- **SET EXERCISE**
Retype the listing below line for line, changing nothing, and leave the pictures out of your copy.
--------------------------------
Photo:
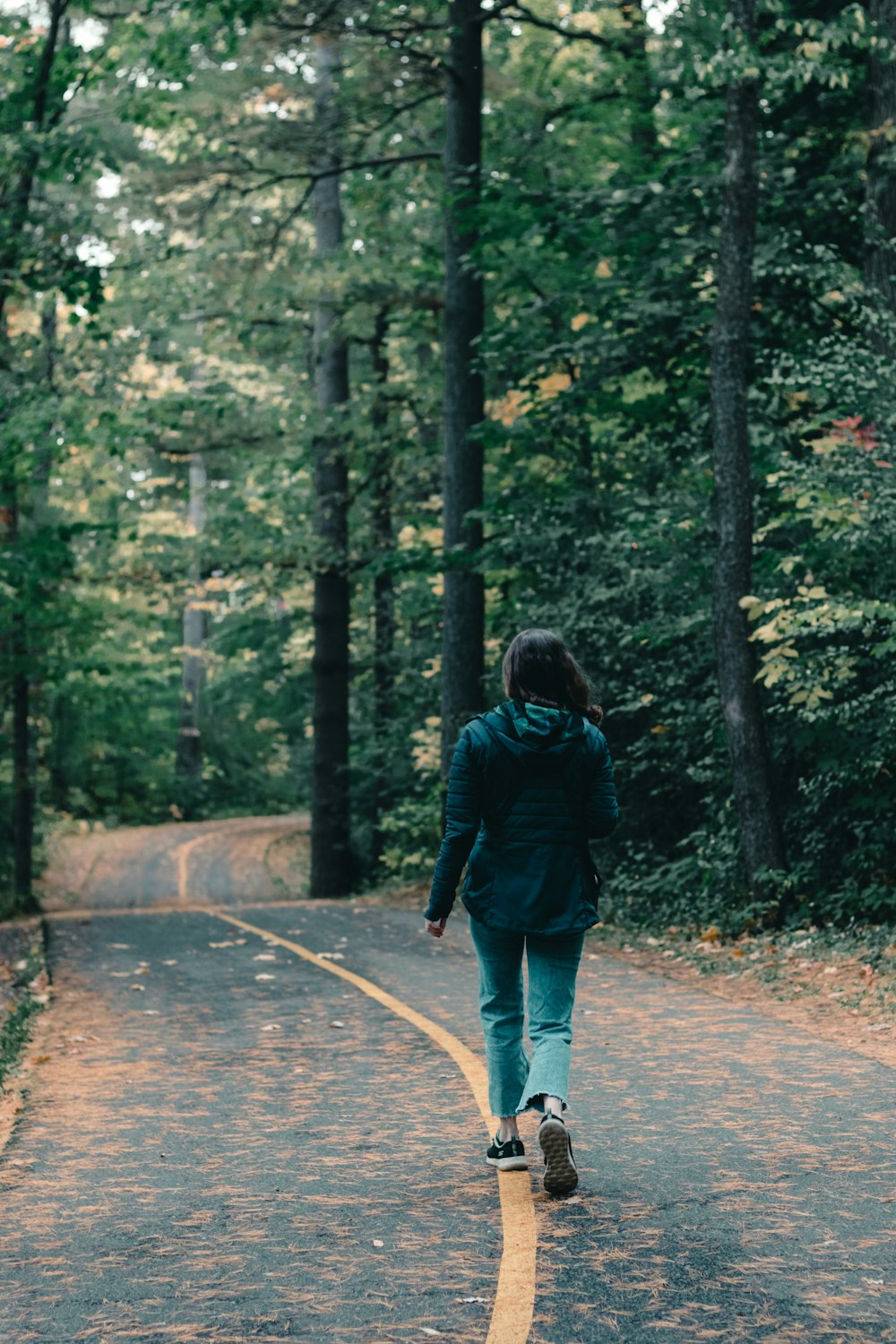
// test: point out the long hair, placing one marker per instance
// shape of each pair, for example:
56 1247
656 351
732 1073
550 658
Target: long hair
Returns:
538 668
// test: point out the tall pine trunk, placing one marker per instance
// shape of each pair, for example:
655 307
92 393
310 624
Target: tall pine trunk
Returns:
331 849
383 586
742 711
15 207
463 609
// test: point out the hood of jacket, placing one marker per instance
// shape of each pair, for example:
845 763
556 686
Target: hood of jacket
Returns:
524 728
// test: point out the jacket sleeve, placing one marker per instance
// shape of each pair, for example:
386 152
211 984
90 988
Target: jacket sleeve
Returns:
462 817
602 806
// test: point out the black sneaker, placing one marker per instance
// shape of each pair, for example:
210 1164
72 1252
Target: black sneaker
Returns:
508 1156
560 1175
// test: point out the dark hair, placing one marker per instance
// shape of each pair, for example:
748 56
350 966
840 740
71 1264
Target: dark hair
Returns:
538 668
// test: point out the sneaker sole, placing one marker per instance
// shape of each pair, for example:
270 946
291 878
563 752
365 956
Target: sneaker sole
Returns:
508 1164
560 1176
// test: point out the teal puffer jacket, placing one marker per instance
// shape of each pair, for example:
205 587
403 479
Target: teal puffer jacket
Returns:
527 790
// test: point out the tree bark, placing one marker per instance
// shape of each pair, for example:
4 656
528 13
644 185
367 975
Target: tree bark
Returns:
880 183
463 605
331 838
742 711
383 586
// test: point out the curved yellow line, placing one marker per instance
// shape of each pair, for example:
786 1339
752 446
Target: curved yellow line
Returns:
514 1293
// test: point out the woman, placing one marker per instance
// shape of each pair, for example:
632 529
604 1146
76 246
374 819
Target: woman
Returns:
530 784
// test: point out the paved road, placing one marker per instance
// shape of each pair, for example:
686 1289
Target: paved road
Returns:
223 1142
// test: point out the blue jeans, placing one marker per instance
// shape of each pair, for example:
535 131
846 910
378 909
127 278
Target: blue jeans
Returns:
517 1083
--------------------------------
- **RESPONSE**
Photo:
// test: point out the long hair, placing one marker per instance
// shape of each pair, for example:
56 1247
656 351
732 1073
550 658
Target: long hair
Returns:
538 668
// test: point out the tall pine trunk, placing one marker per instance
// shape of each pair, for example:
655 307
92 393
310 624
Target: tall pine trunk
Returns:
331 849
383 586
742 711
15 207
463 609
// test: point out the hood of jacket, placing one marker per instance
// shape of each pair, for example:
845 763
556 686
Target: hood of jacket
Returns:
524 728
// test: point out the jacket sleeve, placing one marker per instance
// shape of each pair, for example:
386 152
211 984
90 988
Target: jacket sleeve
Returns:
462 817
602 806
// test: point out the black sneaker, placing one marker per instance
// shape of each pair, for example:
210 1164
72 1252
Target: black sneaker
Returns:
508 1156
560 1175
// test: point out the dark hair, placing one marker per instance
// shape of each pair, for example:
748 56
350 966
840 740
71 1264
Target: dark hair
Returns:
538 668
// test: point out the sneaker sole, placing one marker per instance
// shape of each pair, for example:
270 946
291 878
563 752
365 956
Target: sneaker sole
Returns:
508 1164
560 1176
// test: point out the teal puffer jacket, placing one marker per instance
// shape of each pair, for example:
205 587
403 479
Target: teal puffer jacket
Returns:
527 790
// test: point out the tree bark, placing one marker per instance
// shape of each pair, for example:
4 656
528 13
644 185
367 975
Target: tree bark
Returns:
880 183
463 605
331 838
742 711
383 586
// test: point out the curved yellow line, placing one marker per instance
// shape of each pair, for example:
786 1339
752 446
Target: curved yellow line
Returns:
514 1293
// test: point out the woman, placing one marker per instance
// shape of each pair, for example:
632 529
604 1146
76 246
374 819
Target: woman
Returns:
530 784
// test: point out the paved road, placing one marker per instance
// shape of each pair, for example:
686 1289
Target: paved road
Returns:
223 1142
// test: point out the blue jeans, placing one marker per instance
// shape of each pair, for example:
535 131
846 910
378 909
127 278
Target: blue jeans
Returns:
517 1083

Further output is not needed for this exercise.